> [Work instructions] The whole of the material needs to be repeated exactly, line for line.

> [The data]
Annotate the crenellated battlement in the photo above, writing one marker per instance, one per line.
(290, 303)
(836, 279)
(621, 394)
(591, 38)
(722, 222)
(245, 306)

> [Solved exercise]
Annotate the crenellated battlement in the photo above, writing one marker per instance, one per line.
(290, 303)
(836, 279)
(621, 394)
(591, 38)
(722, 222)
(245, 306)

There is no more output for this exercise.